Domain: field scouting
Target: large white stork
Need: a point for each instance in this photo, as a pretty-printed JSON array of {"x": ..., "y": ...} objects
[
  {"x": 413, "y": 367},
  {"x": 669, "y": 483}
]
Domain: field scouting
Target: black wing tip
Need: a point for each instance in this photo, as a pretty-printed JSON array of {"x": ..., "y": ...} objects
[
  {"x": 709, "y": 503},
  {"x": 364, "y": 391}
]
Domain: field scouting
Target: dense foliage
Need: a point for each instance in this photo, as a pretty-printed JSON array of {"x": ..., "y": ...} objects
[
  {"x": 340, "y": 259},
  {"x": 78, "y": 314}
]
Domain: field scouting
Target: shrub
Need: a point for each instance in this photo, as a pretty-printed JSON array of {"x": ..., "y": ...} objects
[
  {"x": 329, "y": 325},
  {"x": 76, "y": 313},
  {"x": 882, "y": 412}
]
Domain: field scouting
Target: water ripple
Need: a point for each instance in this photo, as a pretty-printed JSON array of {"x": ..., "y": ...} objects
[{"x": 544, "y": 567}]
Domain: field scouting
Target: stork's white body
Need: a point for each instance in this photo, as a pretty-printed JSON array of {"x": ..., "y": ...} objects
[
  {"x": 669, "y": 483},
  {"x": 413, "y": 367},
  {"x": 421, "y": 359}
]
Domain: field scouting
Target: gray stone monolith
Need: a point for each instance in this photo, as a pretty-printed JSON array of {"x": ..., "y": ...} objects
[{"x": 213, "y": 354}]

==

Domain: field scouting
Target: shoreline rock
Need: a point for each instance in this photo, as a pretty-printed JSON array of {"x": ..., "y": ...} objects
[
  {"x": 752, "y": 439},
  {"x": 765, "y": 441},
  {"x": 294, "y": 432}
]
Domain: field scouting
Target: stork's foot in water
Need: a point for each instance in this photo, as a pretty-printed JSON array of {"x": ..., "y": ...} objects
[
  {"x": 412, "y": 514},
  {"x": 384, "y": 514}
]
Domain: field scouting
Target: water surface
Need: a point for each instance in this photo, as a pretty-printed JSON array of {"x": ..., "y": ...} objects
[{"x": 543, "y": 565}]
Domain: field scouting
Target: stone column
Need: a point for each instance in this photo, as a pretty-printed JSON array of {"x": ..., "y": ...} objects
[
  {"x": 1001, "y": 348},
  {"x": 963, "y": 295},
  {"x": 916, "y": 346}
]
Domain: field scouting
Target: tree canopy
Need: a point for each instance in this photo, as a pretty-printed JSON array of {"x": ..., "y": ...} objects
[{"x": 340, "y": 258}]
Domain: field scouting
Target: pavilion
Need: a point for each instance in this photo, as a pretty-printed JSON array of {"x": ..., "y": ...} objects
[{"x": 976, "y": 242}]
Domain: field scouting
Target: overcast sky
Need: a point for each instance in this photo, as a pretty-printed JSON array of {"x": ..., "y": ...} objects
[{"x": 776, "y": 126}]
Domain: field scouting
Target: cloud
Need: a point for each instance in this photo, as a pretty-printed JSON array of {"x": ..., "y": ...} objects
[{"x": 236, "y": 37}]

--

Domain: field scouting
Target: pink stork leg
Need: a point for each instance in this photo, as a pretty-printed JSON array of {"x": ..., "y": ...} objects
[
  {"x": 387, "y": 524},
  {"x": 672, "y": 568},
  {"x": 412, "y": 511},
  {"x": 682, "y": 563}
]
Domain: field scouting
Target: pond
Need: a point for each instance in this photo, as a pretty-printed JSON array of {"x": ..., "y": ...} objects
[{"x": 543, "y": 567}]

* _WRITTEN REQUEST_: Tally the lines of the data above that contain the string "white" (case counts), and reply with the number alone.

* _FULL RESPONSE_: 2